● Work to do
• a. Decide whether each of the following statements agrees with the article below on American military culture. Answer yes or no for each and quote the article's deciding words. (i) The article places the origin of these doctrines in the century before the Napoleonic Wars. (ii) Dave Shunk is identified as a retired Air Force colonel. (iii) According to the article, effective decentralized operations require unit cohesion developed through tough, realistic training.
• b. Extend the article below on American military culture, picking up right after its final sentence.

Dragging American Military Culture into the 21st Century

Summary:  Our soldiers fight using 21st century weapons but ancient methods.  Under the stress of a decade-long and running long war against adaptive but poorly equipped enemies, our military slowly evolves from its WWI doctrines (massed firepower, 2GW), towards methods used by the Wehrmacht in WWII ( maneuver war, 3GW).  The origin of these doctrines lies in the century following Prussia’s defeat in the Napoleonic Wars.  Here Donald Vandergriff describes what’s happening and why it is necessary.

We’ll start with a look at the goal, described in this excerpt from “The Historical Linkage –  How German Captain Willy Rohr changed infantry tactics, weapons and doctrine within the World War One German Army“, by Dave Shunk (Colonel, USAF, retired), Small Wars Journal, 3 August 2010:

{This} is a remarkable story. He succeeded in his task as a result of the German Army’s ideas of operational adaptability, mission command and decentralized authority. This paper presents by historical example the basic ideas and inherent power in the Army Capstone Concept based on the German model. But first, a few Capstone Concept definitions as a baseline reference.

So what are mission command, decentralized operations and operational adaptability? According to Training and Doctrine Command (TRADOC) Pamphlet 525-3-0, the Capstone Concept (dated 21 December 2009; Word document here):

Mission command is the conduct of military operations through decentralized execution based on mission orders. Successful mission command demands that subordinate leaders at all echelons exercise disciplined initiative, acting aggressively and independently to accomplish the mission within the commander’s intent.”  {From Operations (FM 3-0, PDF here)}

… Decentralized operations place a premium on disciplined, confident small units that can integrate joint capabilities and fight together as combined arms teams. Leaders must prepare their units to fight and adapt under conditions of uncertainty and, during the conduct of operations, must also ensure moral conduct and make critical time-sensitive decisions under pressure. Conducting effective decentralized operations will require a high degree of unit cohesion developed through tough, realistic training and shared operational experience. The Army must refine its capability to adapt training to the mission, threat, or operational environment changes while ensuring that individual and collective training fosters adaptability, initiative, and confidence.

● Listed records
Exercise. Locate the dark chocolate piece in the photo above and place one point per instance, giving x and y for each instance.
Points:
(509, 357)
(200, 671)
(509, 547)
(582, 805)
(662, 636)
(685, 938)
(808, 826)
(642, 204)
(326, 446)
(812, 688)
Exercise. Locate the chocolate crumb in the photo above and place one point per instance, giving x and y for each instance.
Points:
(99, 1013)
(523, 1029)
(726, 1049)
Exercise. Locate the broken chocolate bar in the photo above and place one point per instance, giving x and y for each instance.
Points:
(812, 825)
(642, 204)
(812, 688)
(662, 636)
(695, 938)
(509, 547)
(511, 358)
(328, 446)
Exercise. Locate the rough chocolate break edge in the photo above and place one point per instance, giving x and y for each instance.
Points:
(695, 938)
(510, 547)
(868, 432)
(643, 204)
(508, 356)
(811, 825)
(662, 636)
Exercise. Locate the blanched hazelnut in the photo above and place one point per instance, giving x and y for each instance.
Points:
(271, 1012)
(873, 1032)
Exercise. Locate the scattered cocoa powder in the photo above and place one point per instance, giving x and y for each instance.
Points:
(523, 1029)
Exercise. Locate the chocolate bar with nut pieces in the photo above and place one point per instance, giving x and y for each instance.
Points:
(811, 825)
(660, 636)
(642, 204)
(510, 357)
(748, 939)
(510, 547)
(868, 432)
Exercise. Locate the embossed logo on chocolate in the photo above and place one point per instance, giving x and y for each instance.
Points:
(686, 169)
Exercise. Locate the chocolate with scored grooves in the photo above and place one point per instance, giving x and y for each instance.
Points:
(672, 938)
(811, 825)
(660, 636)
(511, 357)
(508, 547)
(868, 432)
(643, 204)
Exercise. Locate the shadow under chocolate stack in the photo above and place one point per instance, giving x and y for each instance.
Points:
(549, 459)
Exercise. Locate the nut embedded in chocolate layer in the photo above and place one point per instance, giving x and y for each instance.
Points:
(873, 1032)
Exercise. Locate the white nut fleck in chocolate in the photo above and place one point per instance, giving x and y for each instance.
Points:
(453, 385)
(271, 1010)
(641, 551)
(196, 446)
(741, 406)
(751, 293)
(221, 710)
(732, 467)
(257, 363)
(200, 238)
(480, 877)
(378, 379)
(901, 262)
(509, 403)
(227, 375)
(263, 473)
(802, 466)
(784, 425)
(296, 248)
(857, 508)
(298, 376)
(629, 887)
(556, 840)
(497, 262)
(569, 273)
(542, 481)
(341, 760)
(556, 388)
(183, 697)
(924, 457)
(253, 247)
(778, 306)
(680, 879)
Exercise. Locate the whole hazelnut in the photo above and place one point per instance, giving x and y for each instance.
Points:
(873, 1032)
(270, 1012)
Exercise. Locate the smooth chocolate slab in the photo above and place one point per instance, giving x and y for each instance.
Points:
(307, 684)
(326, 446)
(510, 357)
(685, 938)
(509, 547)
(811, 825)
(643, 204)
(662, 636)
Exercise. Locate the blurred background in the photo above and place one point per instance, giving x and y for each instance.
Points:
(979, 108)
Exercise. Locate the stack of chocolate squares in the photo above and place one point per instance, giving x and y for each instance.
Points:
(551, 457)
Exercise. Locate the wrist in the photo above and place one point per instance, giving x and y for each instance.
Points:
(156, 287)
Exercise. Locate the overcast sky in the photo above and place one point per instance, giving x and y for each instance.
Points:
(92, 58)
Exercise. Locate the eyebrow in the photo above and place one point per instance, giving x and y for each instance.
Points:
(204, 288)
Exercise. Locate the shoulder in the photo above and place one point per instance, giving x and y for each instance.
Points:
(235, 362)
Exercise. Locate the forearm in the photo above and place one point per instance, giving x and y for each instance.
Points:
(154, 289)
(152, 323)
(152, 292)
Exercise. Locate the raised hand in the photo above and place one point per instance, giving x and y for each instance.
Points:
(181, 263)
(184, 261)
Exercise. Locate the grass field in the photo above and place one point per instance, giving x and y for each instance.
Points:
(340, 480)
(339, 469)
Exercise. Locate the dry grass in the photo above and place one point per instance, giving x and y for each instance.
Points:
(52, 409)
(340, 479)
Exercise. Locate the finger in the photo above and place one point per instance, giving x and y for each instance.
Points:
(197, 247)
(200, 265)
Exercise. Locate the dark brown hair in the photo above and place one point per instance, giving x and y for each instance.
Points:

● Answers by task
• a.
(i) No: "The origin of these doctrines lies in the century following Prussia’s defeat in the Napoleonic Wars."
(ii) Yes: "Colonel, USAF, retired"
(iii) Yes: "Conducting effective decentralized operations will require a high degree of unit cohesion developed through tough, realistic training and shared operational experience."

• b.
… Operational adaptability requires a mindset based on flexibility of thought calling for leaders at all levels who are comfortable with collaborative planning and decentralized execution, have a tolerance for ambiguity, and possess the ability and willingness to make rapid adjustments according to the situation.  {It} is essential to developing situational understanding and seizing, retaining, and exploiting the initiative under a broad range of conditions. Operational adaptability is also critical to developing the coercive and persuasive skills the Army will need to assist friends, reassure and protect populations, and to identify, isolate, and defeat enemies.

So how did the Germany Army of World War One use decentralization, mission command, and operational adaptability to create infiltration tactics and revolutionize infantry tactics in World War I? The story revolves around a Captain Willy Rohr.

Vandergriff’s Analysis

Here is and has been my take about US Army application of Mission Command recently adapted by the US Army through the issuing of its Capstone Concept in December 2009, and attempted before in the 1980s through the publication of FM 100-5 (here) in 1982.

Is mission command yet another buzzword to be spread liberally on power point presentations?  Who really knows what it is going to take, to change, Army institutions to fully implement the true meaning of Mission Command?

“It is impossible to calculate all the factors in advance, some things one must leave to chance. He who is worried about everything will achieve nothing; however, he who is worried about nothing, deludes himself.”
— attributed to Raimondo Montecuccoli (Italian general, 1608 – 1680; see Wikipedia)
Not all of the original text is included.